- **Extrait fourni**
^^^^^^^^^^^^^^^^

Nos raisons, les voici :
C'est que la société n'a pas le droit de tuer ;
C'est que la peine de mort n'est pas nécessaire ;
C'est qu'elle punit au lieu de corriger ;
C'est qu'elle n'est pas préventive ;
C'est qu'elle est dangereuse ;
C'est qu'elle atteint souvent des fous et quelquefois des innocents ;
C'est qu'enfin elle peut servir au rétablissement de l'échafaud politique.
[…]
De même que l'individu, la société étant, il faut qu'elle vive ; elle a dès lors tous les droits inhérents à la vie, y compris celui de tuer pour se conserver. Mais quand le droit de tuer existe-t-il ? Dans un seul cas, celui de légitime défense personnelle. Donner la mort est un forfait lorsque ce n'est pas l'unique moyen de salut qui existe ; il n'est licite, en un mot, de verser du sang qu'autant qu'il est impossible de l'éviter. Or, qui osera dire, qu'un individu si pervers qu'il soit, tuerait la société, si la société ne le tuait pas ? Qui osera dire que la société, avec ses gendarmes, sa police, ses gardes champêtres, ses parquets, ses tribunaux, toutes ses puissances accumulées, n'est pas assez forte pour conserver sa vie sans prendre celle du coupable ? […]
La société elle-même, en abolissant la peine de mort pour tout attentat politique, a formellement avoué qu'elle n'avait pas besoin de l'échafaud dans aucun cas. Combien ne lui fait pas courir plus de dangers celui qui l'attaque tout entière, celui qui, du sein du peuple ou du pouvoir, par ses paroles ou par ses actes, soulève les citoyens les uns contre les autres et amène les fratricides batailles de la guerre civile ? Quant à nous, si nous croyions à l'efficacité de la peine de mort comme punition, nous dirions que c'est surtout en matière politique bien plus qu'en matière criminelle qu'il faudrait la conserver. L'assassin ne fait de mal qu'à un seul, tout au plus à une famille ; le ministre ou le prince qui veut ravir les libertés de son pays, ou bien l'anarchiste qui descend dans la rue quand la Constitution n'est pas violée, fait du mal à la grande famille nationale. En termes absolus, le criminel politique est le seul qui s'attaque réellement à la paix publique, c'est-à-dire à tous ; le criminel civil ne s'attaque qu'à un seul individu.

^^^^^^^^^^^^^^^^

Entrées enregistrées
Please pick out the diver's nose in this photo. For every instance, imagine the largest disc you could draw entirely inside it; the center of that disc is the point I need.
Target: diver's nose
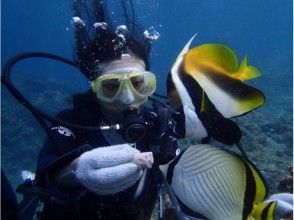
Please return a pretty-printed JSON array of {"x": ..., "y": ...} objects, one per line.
[{"x": 127, "y": 97}]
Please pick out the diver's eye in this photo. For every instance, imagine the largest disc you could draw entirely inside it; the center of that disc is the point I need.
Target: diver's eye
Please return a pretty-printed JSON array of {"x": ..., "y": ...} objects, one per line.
[
  {"x": 110, "y": 87},
  {"x": 138, "y": 83}
]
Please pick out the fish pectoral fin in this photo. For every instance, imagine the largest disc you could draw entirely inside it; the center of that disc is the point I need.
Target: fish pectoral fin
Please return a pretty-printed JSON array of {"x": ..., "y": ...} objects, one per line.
[{"x": 246, "y": 72}]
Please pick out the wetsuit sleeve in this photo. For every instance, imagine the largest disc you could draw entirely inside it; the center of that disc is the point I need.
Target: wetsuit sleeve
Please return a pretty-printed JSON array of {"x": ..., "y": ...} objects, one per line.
[
  {"x": 60, "y": 142},
  {"x": 60, "y": 148}
]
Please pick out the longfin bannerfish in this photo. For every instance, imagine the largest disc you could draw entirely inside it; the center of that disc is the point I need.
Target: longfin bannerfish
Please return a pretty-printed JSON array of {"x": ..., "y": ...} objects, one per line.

^^^^^^^^^^^^^^^^

- **Consigne**
Pour chacune des affirmations ci-dessous, précisez par oui ou par non si elle concorde avec le texte sur la peine de mort, en citant mot pour mot le passage qui tranche.
1. La peine de mort frappe parfois des innocents.
2. La peine de mort a un effet préventif.
3. L'assassin cause plus de tort à la nation que le criminel politique.

- **Réponse finale**
1. Oui : « C'est qu'elle atteint souvent des fous et quelquefois des innocents ».
2. Non : « C'est qu'elle n'est pas préventive ».
3. Non : « L'assassin ne fait de mal qu'à un seul, tout au plus à une famille ».